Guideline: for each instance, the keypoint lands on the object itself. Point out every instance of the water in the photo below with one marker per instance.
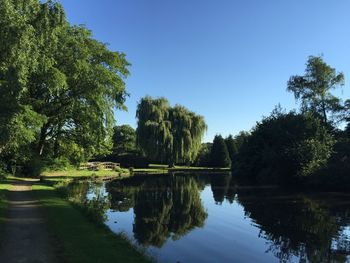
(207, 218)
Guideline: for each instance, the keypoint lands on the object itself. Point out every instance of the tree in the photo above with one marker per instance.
☆ ☆ ☆ ☆ ☆
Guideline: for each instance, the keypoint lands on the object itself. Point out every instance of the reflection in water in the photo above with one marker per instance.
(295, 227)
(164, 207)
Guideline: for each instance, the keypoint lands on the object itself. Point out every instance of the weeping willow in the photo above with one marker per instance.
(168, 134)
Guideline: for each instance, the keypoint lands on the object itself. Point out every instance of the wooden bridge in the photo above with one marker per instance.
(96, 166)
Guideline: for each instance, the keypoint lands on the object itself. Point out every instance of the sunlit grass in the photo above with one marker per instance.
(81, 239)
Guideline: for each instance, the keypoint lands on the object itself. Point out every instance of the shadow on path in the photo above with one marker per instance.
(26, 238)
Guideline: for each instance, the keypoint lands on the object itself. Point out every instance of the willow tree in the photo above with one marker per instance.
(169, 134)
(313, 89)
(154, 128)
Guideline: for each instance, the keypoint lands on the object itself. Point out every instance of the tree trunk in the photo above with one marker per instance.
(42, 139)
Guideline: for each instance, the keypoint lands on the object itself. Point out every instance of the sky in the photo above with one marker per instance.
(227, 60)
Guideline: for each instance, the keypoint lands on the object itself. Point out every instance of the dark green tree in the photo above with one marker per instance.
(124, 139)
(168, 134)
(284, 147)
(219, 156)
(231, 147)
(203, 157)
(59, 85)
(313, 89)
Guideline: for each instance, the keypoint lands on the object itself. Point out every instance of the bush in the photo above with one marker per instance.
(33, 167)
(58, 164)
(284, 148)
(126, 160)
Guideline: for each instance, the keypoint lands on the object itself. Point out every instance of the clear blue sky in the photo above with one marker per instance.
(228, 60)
☆ ☆ ☆ ☆ ☆
:: ACTION ITEM ::
Above are the records; restate exactly the lines from the one containing "below with one marker per instance." through the one containing "the tree in", keeping pictures out.

:: RESPONSE FOR THIS EXERCISE ::
Guideline: for each instance, the keypoint lands on the object itself. Point out every instance of the water in the photo below with one marker per instance.
(207, 218)
Guideline: for each instance, the keypoint lands on the object itself. Point out every instance of the tree in the photo above with one marker per instance.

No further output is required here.